What you need to do :: Starting at the line that holds "point: frog's black", copy every line exactly through the end of the data, and no others.

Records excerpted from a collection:
------------------------------------------------------------

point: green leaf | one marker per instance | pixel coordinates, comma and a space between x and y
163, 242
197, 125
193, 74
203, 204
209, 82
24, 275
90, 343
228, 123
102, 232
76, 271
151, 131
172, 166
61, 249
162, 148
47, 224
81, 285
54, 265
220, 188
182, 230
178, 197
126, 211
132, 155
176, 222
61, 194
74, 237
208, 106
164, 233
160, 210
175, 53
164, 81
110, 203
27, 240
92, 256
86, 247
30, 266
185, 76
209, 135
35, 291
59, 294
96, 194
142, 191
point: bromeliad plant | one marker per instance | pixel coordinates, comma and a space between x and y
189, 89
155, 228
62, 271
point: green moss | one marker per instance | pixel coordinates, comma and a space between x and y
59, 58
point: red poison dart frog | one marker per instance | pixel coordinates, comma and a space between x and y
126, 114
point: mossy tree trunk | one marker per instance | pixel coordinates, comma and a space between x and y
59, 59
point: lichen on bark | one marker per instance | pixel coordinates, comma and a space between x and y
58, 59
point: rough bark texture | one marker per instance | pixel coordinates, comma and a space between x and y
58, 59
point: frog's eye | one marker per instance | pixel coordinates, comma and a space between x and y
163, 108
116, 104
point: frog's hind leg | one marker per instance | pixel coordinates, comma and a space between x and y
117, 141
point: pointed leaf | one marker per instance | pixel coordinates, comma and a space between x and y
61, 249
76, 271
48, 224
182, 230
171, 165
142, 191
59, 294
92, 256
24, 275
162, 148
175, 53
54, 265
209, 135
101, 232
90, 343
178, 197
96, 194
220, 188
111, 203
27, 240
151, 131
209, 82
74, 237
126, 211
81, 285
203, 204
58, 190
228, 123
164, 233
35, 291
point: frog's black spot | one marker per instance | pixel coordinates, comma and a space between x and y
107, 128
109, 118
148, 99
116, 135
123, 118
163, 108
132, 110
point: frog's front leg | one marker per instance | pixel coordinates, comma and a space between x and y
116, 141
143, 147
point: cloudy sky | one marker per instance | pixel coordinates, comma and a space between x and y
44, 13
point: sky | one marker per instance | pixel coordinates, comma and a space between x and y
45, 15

------------------------------------------------------------

Written response ::
point: frog's black spot | one marker per instance | pixel coordinates, comma and a space between x and y
107, 128
109, 118
148, 99
116, 135
123, 118
163, 108
132, 110
point: frog's front leg | one marker per instance | pixel coordinates, comma and a space between x and y
116, 141
143, 147
point: cloudy sky | one marker per instance | pixel coordinates, comma and a space between x and y
44, 13
point: sky | one marker per instance | pixel coordinates, comma and a space between x and y
45, 15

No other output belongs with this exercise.